§ **Tarefa obrigatória a**:
Quais linhas dos registros contêm a palavra "bird"? Identifique e copie cada uma delas, diferenciando maiúsculas de minúsculas.

:: Trecho da fonte

A produtora rural gaúcha Graziele de Camargo, líder do movimento SOS Agro RS, criticou a burocracia para operacionalização das medidas de ajuda ao setor anunciadas pelo governo federal seis meses após a catástrofe climática que atingiu o Estado.
“Com muita tristeza no coração, viemos novamente à Brasília para dizer que nem todos os produtores puderam voltar às suas lavouras. A tragédia aconteceu há seis meses, as propostas de soluções foram ineficazes e insuficientes, que não atenderam a todos os produtores, principalmente os pequenos, da agricultura familiar, que perderam tudo, até a capacidade de continuar na missão”, disse durante audiência pública na Comissão de Agricultura da Câmara dos Deputados.
Ela cobrou uma solução definitiva para que os produtores tenham capacidade de plantar a safra 2024/25. “Já se passaram seis meses e até o momento temos muitos produtores só aguardando. Estamos pedindo para continuar a trabalhar. Não estamos pedindo para ficar em casa, descansando. Queremos trabalhar. É muito difícil ficar pedindo migalhas”, afirmou no evento.
“Existem muitos anúncios, mas onde está o dinheiro que foi dito? (…) É preciso resolver os entraves burocráticos. Nosso tempo já passou”, concluiu.
Luis Fernando Pires, assessor da presidência da Federação da Agricultura do Rio Grande do Sul (Farsul), reforçou que a solução reivindicada pela entidade foi apresentada em 7 de maio, há seis meses. “Pedimos uma linha de crédito para equacionar o passivo, com 15 anos de prazo, sendo dois de carência e juros de 3% ao ano. Nosso pedido é de R$ 20 bilhões”, apontou. “Precisamos de muito mais recurso do que foi apresentado até este momento”.

::::
:: Dados fornecidos

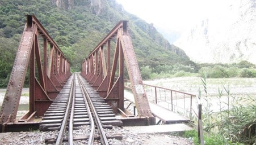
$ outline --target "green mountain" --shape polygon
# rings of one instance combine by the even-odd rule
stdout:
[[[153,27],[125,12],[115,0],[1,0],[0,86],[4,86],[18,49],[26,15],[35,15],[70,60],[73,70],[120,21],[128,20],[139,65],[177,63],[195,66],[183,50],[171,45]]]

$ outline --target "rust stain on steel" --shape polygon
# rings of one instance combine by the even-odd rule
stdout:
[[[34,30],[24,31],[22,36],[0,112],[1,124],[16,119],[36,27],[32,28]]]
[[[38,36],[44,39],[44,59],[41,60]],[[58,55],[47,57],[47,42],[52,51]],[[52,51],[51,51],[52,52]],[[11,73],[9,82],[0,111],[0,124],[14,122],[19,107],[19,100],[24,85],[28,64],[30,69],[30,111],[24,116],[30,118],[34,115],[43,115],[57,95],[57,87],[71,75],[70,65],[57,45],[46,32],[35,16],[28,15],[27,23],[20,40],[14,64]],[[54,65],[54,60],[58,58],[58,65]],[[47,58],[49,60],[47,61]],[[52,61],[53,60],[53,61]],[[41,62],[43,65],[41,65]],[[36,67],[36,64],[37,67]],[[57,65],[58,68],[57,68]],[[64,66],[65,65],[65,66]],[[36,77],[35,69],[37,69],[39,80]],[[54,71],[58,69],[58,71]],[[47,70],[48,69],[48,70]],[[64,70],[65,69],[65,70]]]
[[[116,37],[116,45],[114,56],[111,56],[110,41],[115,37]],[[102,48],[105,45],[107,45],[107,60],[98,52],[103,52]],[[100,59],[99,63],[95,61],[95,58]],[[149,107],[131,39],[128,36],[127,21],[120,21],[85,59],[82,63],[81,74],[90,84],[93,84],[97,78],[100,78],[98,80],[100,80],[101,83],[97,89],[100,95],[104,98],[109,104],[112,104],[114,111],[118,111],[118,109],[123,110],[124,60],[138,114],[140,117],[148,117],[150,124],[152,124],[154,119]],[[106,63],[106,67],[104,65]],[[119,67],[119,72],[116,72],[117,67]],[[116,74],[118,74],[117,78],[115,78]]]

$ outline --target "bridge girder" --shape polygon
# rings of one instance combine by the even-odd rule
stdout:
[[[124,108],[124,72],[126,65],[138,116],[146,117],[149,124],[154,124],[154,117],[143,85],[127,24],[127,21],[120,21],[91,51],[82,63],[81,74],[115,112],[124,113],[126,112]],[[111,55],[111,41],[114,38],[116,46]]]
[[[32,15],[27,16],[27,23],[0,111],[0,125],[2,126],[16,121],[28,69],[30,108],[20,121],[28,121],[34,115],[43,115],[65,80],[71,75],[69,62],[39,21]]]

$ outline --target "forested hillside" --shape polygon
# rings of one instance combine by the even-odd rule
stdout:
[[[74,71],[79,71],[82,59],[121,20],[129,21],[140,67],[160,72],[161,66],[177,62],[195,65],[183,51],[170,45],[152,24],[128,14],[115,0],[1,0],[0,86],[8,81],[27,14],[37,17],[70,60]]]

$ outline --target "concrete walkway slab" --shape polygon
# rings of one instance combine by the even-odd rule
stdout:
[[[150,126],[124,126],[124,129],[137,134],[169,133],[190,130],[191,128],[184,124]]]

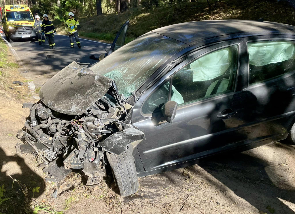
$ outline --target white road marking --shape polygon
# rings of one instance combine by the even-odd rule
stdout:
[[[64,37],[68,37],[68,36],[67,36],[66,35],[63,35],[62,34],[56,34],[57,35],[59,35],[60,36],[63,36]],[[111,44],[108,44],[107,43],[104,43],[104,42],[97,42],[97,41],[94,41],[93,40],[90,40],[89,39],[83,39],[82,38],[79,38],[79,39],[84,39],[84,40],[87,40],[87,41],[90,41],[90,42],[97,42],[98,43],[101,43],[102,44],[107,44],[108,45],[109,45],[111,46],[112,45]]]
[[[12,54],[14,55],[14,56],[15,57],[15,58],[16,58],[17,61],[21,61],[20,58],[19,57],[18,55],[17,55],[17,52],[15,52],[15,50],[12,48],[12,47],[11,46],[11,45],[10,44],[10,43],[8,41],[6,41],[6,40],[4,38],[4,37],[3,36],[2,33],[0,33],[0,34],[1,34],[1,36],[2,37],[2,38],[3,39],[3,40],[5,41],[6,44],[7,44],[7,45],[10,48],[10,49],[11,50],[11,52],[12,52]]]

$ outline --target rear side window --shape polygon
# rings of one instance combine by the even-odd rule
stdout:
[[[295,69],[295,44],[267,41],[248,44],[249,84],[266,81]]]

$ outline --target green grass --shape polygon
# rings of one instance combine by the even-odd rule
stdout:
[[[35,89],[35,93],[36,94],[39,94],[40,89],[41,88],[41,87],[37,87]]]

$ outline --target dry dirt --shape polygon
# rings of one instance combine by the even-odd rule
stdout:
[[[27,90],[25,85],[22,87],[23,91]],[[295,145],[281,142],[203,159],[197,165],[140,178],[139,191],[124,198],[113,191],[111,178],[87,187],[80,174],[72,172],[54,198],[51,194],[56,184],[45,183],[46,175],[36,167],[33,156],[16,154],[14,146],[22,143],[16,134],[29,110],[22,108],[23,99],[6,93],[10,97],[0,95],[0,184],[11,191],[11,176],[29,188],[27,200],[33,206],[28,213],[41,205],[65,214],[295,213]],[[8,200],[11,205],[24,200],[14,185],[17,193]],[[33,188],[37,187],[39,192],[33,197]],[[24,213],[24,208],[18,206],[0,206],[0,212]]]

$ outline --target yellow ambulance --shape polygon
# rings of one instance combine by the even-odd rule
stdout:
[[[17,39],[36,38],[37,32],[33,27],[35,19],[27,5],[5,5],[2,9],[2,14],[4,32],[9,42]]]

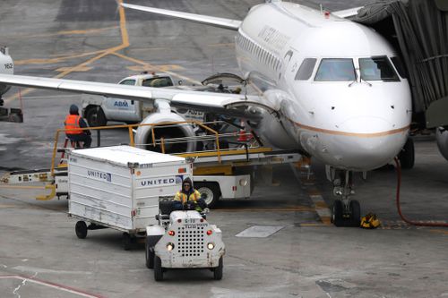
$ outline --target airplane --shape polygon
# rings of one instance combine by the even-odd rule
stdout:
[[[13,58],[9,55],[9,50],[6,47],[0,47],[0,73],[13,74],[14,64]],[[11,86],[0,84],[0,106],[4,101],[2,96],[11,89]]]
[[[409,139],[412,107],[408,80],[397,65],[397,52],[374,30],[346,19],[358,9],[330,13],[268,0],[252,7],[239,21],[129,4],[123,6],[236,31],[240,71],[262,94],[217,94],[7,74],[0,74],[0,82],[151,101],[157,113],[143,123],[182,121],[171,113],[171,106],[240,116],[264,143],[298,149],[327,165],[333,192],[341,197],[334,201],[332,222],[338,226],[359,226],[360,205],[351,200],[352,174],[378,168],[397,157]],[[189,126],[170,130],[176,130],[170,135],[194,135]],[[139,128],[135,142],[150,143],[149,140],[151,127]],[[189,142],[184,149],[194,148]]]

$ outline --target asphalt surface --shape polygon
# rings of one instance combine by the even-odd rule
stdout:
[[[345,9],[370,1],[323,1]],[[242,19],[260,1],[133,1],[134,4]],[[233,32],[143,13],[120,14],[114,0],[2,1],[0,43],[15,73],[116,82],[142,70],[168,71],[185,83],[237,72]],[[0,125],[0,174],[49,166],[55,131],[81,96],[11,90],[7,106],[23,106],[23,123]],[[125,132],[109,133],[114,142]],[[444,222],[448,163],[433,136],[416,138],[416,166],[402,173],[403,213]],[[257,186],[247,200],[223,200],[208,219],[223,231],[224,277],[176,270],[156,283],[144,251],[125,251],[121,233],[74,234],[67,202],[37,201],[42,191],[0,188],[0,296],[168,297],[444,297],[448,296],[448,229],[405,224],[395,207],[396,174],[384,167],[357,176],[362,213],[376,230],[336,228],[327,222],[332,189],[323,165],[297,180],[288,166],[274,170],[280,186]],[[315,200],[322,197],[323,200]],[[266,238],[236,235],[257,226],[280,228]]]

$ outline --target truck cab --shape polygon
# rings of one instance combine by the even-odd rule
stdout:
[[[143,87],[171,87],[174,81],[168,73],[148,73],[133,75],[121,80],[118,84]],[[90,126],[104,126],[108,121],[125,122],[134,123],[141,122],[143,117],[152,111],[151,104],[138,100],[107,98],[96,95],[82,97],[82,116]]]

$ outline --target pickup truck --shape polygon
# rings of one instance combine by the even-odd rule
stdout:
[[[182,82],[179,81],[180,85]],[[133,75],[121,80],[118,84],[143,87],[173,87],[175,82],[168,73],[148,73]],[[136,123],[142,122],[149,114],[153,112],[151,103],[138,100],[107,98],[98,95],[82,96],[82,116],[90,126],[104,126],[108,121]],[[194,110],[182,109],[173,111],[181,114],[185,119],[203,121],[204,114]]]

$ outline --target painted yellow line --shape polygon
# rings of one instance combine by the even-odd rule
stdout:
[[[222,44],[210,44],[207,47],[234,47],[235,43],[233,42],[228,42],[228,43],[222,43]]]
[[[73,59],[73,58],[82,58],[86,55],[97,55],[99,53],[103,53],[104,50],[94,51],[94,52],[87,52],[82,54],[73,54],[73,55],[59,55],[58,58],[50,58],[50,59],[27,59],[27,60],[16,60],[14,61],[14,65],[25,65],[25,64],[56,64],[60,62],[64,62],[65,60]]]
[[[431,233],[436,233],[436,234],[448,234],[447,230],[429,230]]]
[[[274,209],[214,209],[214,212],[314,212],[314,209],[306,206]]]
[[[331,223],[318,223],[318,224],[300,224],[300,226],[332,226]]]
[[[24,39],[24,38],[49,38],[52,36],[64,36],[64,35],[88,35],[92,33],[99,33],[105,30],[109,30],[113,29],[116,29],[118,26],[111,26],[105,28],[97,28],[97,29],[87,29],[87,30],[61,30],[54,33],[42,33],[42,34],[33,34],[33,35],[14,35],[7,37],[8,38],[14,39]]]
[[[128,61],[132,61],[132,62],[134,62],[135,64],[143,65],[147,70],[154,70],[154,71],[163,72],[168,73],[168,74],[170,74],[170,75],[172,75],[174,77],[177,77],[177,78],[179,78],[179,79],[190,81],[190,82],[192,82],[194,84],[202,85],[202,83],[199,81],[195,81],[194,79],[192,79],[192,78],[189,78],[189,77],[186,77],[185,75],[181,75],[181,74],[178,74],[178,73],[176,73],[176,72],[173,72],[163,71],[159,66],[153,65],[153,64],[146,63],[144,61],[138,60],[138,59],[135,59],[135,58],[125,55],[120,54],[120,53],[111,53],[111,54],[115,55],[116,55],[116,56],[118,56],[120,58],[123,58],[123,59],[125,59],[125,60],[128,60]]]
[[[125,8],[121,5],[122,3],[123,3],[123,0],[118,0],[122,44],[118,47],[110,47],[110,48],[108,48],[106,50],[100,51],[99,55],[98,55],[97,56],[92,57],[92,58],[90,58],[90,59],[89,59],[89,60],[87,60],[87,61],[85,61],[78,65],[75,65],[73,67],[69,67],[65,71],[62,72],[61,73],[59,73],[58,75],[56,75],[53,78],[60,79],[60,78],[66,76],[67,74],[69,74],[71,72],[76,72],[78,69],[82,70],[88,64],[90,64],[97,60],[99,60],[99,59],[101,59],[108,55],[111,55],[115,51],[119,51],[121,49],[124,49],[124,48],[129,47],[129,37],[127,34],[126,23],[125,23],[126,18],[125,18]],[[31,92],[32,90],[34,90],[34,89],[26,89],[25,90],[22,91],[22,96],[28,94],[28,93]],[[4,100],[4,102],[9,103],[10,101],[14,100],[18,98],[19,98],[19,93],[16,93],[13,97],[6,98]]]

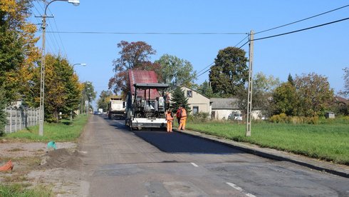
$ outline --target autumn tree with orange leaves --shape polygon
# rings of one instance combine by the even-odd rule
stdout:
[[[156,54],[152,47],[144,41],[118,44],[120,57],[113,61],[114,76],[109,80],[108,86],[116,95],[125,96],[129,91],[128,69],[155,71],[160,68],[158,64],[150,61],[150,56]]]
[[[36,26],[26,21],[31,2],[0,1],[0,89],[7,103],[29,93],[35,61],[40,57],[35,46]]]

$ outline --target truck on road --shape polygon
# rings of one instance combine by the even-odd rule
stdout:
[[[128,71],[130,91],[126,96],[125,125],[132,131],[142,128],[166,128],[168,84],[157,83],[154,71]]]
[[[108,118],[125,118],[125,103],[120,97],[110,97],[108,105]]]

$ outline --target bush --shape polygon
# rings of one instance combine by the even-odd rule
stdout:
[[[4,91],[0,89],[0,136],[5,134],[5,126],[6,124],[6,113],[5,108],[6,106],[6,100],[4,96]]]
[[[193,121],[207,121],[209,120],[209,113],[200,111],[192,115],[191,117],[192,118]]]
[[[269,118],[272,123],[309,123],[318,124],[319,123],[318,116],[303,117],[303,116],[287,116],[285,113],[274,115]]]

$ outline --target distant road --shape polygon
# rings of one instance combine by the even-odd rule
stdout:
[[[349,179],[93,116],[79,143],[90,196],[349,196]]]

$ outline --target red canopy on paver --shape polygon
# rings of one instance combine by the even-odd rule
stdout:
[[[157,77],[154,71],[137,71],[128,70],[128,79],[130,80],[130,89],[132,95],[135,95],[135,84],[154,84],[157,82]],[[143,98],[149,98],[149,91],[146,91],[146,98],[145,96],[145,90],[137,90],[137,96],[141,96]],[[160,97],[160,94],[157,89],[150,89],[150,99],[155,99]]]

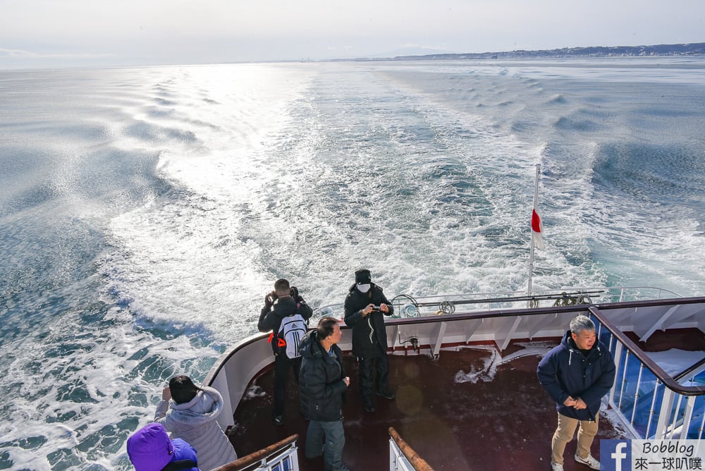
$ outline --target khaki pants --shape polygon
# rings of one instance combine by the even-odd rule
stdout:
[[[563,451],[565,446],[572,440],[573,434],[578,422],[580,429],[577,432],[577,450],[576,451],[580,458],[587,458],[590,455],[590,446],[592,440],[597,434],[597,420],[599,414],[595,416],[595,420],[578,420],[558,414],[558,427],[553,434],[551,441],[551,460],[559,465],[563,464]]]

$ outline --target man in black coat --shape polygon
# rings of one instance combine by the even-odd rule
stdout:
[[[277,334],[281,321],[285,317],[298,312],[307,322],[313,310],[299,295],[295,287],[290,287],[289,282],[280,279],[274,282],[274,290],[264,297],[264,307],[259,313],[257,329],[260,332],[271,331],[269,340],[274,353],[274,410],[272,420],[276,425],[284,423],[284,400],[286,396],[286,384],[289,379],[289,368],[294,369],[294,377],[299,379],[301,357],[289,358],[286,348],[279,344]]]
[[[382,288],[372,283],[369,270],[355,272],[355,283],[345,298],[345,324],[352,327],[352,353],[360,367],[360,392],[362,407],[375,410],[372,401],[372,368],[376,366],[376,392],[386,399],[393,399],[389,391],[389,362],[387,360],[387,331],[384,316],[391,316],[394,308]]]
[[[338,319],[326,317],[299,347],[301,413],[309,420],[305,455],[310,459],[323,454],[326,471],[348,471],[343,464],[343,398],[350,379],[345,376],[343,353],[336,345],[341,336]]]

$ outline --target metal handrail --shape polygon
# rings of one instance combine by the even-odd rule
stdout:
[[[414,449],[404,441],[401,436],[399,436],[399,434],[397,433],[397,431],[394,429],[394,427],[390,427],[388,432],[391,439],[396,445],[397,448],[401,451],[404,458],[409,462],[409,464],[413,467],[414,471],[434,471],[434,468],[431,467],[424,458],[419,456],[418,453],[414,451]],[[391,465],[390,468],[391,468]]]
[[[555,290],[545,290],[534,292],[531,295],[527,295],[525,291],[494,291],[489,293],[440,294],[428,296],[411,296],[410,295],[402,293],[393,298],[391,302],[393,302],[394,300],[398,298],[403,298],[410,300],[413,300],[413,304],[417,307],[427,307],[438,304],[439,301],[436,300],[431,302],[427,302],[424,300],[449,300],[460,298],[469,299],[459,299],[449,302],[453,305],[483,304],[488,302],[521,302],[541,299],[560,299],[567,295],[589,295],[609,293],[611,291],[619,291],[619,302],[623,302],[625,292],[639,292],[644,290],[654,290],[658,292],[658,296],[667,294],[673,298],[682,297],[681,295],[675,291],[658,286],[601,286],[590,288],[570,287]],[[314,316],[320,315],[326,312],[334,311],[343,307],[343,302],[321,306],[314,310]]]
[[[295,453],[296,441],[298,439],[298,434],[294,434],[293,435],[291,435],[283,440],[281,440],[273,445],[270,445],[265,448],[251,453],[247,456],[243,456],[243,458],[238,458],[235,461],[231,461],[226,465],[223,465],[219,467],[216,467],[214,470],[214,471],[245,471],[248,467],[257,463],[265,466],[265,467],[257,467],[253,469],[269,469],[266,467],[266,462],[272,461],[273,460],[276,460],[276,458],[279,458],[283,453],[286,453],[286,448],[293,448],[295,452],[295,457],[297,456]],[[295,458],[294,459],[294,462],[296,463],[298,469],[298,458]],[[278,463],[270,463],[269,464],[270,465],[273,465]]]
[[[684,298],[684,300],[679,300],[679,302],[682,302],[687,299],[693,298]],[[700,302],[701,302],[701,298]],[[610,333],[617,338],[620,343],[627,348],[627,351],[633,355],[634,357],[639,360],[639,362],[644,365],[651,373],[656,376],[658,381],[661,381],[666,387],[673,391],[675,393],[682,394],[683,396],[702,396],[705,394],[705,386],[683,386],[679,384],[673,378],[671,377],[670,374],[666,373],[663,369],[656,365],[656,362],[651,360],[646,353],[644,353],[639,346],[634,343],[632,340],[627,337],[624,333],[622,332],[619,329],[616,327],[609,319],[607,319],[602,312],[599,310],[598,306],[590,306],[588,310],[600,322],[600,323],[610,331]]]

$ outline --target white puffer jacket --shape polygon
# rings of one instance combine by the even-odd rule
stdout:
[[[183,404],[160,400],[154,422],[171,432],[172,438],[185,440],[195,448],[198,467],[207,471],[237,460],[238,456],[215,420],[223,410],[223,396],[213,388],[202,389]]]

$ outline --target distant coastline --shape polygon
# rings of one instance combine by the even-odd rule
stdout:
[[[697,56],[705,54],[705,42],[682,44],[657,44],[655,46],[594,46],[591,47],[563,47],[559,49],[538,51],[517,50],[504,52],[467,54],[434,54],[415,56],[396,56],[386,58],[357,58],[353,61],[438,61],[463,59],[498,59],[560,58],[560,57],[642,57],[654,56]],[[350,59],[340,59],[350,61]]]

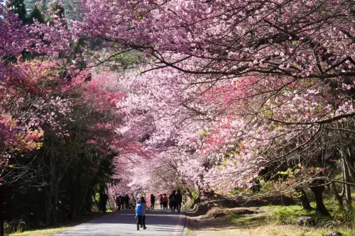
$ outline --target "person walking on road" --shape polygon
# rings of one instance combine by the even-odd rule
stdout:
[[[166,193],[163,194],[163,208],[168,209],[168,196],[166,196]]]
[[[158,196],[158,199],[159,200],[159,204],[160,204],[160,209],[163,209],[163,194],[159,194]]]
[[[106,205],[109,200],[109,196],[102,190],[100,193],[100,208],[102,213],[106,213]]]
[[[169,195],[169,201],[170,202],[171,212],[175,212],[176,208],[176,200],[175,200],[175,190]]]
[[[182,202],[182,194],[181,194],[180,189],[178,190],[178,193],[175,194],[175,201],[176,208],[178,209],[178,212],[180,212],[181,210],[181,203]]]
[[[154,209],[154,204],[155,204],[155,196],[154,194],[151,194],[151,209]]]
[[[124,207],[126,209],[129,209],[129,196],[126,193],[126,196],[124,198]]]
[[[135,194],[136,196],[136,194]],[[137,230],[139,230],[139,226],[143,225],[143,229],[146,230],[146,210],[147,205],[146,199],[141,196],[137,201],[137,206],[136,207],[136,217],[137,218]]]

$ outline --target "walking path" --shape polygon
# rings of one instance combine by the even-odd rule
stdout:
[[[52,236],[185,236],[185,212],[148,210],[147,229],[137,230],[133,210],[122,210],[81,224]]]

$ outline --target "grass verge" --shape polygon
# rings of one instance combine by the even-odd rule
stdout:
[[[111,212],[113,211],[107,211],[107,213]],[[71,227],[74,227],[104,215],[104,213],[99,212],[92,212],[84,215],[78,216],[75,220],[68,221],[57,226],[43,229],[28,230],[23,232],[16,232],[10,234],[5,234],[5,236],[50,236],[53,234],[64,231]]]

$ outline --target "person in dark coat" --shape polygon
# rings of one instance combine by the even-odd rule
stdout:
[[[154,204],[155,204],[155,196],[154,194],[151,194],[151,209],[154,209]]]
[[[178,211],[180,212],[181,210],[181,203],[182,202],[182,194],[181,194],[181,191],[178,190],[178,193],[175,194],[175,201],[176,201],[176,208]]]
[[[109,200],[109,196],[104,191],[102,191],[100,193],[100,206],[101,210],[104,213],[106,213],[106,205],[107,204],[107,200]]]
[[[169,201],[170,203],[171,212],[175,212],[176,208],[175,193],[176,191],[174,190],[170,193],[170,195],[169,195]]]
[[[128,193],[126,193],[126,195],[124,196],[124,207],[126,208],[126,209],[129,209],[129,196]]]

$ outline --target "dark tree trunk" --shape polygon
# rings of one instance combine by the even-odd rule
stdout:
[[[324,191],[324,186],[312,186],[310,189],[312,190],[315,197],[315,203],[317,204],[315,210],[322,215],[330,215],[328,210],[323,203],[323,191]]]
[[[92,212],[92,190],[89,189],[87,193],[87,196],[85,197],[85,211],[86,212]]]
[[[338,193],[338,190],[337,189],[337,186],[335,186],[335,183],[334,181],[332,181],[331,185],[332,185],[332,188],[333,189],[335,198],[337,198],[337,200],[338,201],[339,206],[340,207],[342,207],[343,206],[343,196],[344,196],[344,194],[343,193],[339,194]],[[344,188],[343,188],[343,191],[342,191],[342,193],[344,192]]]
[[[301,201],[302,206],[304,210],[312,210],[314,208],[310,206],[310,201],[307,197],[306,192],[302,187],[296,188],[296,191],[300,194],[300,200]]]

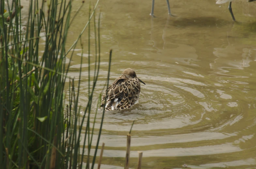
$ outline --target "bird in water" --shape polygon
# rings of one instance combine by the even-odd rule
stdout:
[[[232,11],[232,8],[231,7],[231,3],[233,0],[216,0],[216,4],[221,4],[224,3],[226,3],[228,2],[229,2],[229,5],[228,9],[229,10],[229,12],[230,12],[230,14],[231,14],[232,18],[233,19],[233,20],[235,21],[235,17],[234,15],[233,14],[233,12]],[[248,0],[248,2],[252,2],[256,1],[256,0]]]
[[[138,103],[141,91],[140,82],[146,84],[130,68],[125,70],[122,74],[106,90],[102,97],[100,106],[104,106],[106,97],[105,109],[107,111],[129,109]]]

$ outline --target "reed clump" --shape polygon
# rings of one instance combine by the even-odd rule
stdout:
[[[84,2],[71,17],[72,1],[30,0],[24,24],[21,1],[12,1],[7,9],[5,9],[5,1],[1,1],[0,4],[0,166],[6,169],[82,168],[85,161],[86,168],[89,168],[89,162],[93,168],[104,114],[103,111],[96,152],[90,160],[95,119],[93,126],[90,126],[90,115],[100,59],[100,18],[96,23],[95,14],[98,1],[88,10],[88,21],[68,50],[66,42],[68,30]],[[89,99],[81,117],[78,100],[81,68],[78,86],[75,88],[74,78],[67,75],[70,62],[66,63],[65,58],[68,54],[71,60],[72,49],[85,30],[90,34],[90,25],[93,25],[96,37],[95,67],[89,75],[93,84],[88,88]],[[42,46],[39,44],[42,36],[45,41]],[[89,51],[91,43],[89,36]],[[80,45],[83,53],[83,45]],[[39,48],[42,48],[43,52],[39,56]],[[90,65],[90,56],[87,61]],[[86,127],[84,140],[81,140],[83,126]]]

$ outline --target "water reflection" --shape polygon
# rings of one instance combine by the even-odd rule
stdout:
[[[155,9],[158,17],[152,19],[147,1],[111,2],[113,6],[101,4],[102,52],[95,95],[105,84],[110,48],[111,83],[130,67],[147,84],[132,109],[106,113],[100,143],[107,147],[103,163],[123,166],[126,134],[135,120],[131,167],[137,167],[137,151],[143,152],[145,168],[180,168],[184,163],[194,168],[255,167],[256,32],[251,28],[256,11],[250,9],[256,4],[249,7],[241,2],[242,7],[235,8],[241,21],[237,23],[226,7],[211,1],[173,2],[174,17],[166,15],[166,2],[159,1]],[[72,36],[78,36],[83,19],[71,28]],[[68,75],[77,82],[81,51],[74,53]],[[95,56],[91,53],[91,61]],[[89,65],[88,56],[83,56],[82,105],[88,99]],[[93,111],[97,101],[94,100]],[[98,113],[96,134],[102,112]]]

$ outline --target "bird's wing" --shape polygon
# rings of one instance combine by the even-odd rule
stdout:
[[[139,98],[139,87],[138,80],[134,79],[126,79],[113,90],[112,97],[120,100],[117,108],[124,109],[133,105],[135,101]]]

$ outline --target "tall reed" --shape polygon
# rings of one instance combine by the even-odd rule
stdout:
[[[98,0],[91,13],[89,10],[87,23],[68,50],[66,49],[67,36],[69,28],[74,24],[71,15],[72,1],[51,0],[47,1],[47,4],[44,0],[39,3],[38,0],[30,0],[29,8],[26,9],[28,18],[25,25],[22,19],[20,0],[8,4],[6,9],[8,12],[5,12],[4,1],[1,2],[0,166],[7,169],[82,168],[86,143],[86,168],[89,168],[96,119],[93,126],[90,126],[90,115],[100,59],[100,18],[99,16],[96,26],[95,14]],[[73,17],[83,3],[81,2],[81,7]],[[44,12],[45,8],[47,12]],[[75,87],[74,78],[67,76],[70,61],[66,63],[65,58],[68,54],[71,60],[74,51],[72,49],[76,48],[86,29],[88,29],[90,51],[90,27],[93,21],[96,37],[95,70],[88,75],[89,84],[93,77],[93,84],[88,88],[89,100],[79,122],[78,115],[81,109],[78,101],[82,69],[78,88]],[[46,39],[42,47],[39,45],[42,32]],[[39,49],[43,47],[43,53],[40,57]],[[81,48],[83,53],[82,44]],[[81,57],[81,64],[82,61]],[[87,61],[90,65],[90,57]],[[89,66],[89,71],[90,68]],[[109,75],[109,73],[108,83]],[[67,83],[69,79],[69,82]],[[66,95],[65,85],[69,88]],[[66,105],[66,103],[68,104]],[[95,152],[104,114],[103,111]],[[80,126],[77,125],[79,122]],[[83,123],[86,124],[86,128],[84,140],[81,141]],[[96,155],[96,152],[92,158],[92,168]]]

::::

§ **Tarefa obrigatória b**:
Como prossegue a reportagem sobre as cobranças dos produtores gaúchos ao governo federal? Escreva o que vem em seguida, começando logo após a última frase apresentada.

§ **Resposta do exercício a**:
$ outline --target "bird in water" --shape polygon
$ outline --target "bird's wing" --shape polygon

§ **Resposta do exercício b**:
Pires cobrou que seja ampliado o prazo de até quatro anos dado para prorrogação de parcelas de financiamentos com vencimento neste ano, para aqueles produtores que aderiram aos pedidos de descontos viabilizados pela Medida Provisória 1.247/2024. “Precisamos ampliar o prazo, não terão condições de honrar”.
Ele também cobrou maior efetividade do fundo garantidor, para facilitar o acesso a novos financiamentos, e uma solução para as dívidas do passado, causadas pela ocorrência de três estiagens consecutivas no Estado antes das enchentes. Outro ponto citado é a ineficiência da medida para “desnegativação” dos produtores gaúchos.
Lérida Matilde Pivoto Pavanelo, coordenadora de mulheres da Federação dos Trabalhadores na Agricultura no Rio Grande do Sul (Fetag-RS), reforçou o pedido por uma solução ampliada para aqueles produtores com dívidas anteriores à catástrofe climática de abril e maio. “Existem agricultores familiares que não têm mais nem a propriedade”, relatou na audiência.
Segundo ela, cerca de 100 mil agricultores estão com nomes homologados pelos conselhos municipais para concessão de descontos nas parcelas de financiamentos deste ano, outra medida criada pela MP 1.247, e estão procurando agências para liquidar as contas.
Ela disse que a demanda total do setor produtivo gaúcho é por R$ 25 bilhões de crédito. “Precisamos pensar onde vamos buscar o recurso, sem falar de quem não tem garantia”, apontou.
Sérgio Luis Feltraco, diretor-executivo da Federação das Cooperativas Agropecuárias do Rio Grande do Sul (Fecoagro-RS), relatou a dificuldade das cooperativas de acessarem os recursos disponibilizados na linha de capital de giro. Enio Nascimento, vice-presidente da Cotribá, disse que muitos produtores da metade sul do Estado estão “abandonando a atividade ou indo produzir no Uruguai”.
Ele cobrou a efetividade do fundo garantidor para os novos financiamentos de produtores que não têm garantias para apresentar nos bancos.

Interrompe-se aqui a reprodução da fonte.